Saved data entries:
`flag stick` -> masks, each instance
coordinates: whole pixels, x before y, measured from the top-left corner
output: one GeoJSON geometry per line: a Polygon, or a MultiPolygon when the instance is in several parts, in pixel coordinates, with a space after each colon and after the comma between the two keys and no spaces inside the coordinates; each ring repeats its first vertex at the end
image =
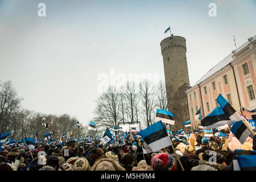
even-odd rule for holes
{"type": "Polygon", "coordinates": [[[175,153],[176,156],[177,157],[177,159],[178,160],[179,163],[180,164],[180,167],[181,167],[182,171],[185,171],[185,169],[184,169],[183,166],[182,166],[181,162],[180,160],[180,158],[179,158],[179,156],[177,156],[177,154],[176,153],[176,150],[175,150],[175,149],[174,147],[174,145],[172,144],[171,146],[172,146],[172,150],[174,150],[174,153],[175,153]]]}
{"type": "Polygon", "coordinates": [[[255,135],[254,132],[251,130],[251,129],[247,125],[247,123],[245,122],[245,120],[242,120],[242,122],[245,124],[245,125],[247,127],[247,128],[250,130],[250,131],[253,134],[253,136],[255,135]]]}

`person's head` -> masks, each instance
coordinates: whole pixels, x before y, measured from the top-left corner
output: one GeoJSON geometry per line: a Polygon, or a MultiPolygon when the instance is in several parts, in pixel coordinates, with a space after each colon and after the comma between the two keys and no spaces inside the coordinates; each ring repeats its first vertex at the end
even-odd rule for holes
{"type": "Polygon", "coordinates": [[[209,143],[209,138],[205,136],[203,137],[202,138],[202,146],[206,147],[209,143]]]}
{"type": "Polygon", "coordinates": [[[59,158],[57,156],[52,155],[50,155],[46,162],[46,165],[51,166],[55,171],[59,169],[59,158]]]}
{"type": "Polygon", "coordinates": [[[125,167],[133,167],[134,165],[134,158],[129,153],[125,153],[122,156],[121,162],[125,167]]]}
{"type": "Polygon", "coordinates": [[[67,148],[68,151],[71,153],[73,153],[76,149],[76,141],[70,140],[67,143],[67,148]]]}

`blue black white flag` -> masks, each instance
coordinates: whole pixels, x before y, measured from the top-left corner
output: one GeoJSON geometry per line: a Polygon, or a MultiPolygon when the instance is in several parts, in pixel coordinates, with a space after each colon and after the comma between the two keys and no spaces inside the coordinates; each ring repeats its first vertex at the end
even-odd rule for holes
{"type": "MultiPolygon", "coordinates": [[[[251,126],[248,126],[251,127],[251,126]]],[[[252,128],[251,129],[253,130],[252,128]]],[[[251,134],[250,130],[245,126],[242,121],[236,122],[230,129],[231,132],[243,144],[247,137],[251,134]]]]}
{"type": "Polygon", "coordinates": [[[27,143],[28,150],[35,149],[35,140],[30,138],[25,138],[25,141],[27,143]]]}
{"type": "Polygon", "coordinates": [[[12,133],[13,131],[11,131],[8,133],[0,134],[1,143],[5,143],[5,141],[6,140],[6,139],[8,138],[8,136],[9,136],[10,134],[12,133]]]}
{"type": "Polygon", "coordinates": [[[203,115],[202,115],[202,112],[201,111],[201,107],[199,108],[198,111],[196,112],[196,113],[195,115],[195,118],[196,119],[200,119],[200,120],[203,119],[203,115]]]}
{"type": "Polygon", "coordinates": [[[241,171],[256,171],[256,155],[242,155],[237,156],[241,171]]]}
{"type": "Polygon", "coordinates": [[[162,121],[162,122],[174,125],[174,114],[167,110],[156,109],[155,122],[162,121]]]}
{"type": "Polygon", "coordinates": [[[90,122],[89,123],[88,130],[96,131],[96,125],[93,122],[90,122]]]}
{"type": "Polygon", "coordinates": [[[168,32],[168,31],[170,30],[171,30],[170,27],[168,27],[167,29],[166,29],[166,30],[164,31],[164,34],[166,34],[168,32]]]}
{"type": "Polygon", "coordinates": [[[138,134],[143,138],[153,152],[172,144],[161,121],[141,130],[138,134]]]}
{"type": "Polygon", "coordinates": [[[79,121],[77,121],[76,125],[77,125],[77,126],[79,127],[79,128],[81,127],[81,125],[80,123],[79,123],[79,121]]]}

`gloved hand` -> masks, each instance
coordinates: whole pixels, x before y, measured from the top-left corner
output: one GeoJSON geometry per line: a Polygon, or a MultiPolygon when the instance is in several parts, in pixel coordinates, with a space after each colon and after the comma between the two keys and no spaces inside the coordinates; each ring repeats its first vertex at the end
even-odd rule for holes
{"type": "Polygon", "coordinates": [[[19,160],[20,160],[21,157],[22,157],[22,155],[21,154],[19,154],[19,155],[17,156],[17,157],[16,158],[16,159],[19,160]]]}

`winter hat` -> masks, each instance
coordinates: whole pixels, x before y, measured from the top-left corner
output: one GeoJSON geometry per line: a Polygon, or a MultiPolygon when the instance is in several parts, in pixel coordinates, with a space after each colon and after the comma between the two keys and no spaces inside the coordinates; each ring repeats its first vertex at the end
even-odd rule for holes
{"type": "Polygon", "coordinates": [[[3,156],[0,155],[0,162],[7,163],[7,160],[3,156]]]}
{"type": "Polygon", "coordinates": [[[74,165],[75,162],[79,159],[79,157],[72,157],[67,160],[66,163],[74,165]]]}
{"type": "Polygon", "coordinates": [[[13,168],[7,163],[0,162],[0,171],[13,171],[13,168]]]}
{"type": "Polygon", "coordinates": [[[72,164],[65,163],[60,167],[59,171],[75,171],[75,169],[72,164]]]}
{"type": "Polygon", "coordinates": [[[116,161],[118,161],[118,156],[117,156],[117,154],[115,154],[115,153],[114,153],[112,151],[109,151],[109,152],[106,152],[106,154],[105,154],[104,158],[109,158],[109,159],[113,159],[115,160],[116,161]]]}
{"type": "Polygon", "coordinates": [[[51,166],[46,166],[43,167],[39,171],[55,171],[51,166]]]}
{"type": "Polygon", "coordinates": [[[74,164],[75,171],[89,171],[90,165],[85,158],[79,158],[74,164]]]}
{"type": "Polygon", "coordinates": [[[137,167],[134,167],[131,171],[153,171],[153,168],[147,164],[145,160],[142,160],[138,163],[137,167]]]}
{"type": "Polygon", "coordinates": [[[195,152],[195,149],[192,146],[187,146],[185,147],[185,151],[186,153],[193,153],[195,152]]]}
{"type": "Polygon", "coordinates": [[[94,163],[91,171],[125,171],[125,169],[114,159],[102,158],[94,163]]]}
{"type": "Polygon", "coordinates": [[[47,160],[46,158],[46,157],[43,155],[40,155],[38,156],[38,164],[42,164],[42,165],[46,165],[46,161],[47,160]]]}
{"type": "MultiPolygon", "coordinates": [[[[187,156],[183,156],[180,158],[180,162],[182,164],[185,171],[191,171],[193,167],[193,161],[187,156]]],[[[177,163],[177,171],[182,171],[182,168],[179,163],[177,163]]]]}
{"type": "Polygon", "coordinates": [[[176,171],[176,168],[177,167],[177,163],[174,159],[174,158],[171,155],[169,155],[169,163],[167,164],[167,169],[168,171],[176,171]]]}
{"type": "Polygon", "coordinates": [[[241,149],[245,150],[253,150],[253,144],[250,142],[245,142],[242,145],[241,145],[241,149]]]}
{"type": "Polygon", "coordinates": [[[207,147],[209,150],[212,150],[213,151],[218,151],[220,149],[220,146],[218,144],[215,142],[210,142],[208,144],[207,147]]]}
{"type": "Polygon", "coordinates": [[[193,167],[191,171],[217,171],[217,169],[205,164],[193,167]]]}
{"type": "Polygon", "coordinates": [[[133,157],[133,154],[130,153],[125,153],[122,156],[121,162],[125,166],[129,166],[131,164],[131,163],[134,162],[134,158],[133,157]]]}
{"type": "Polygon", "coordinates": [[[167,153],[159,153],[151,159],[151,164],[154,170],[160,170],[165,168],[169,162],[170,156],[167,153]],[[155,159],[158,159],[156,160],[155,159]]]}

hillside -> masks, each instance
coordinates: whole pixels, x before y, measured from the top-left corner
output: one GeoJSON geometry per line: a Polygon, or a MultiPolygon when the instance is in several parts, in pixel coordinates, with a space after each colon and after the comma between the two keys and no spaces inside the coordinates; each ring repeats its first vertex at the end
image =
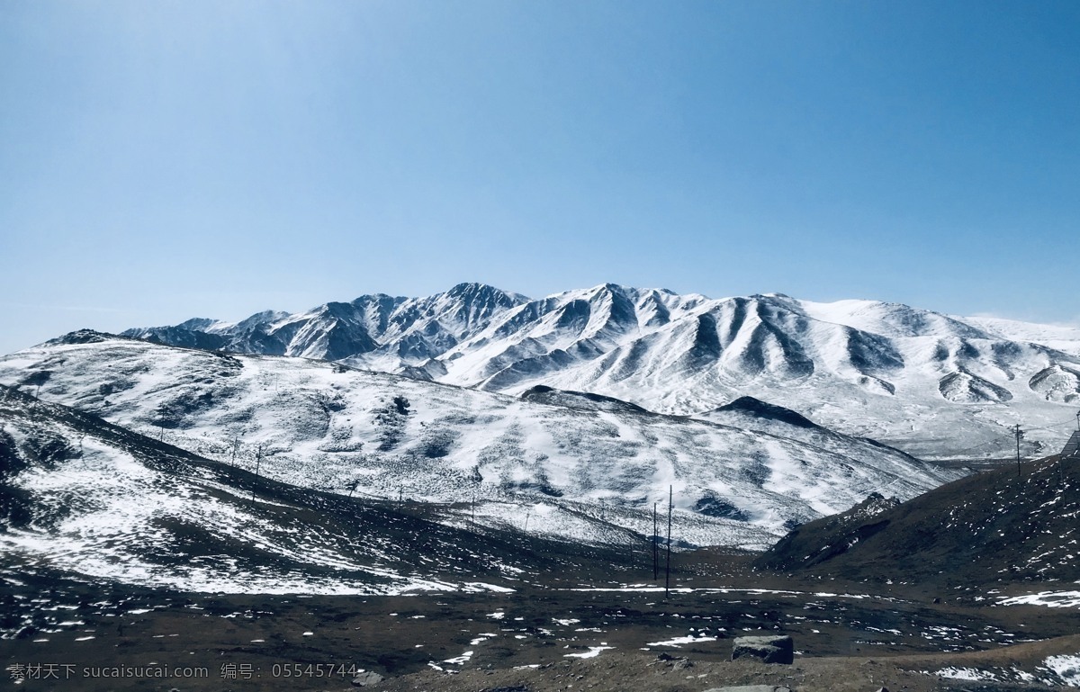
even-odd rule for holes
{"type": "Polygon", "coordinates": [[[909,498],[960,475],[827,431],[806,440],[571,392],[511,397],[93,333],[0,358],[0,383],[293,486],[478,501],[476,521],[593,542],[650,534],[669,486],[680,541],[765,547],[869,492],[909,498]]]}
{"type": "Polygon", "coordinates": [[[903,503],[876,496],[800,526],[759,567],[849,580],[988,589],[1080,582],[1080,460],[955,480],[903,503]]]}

» **Exercise goal**: Duplicate the entries from the line containing "hillside -> masks, each instance" through the end of the entries, including both of those lines. Leave the pictures out.

» **Output of the exercise**:
hillside -> masks, each instance
coordinates: whole pixels, x before y, measured from the top-left corner
output: one GeoJSON geometry per line: a Polygon, or a MultiPolygon when the instance is in several parts, in pixel coordinates, with a space after each colon and after the comma between the two keys and no spaces inside the coordinates; each ring repeats its first vertex at the end
image =
even-odd rule for holes
{"type": "Polygon", "coordinates": [[[909,498],[960,475],[827,431],[806,440],[571,392],[511,397],[93,333],[0,358],[0,383],[293,486],[478,501],[476,521],[593,542],[650,534],[669,486],[680,541],[765,547],[869,492],[909,498]]]}
{"type": "Polygon", "coordinates": [[[903,503],[876,496],[800,526],[759,567],[849,580],[988,589],[1080,582],[1080,460],[955,480],[903,503]]]}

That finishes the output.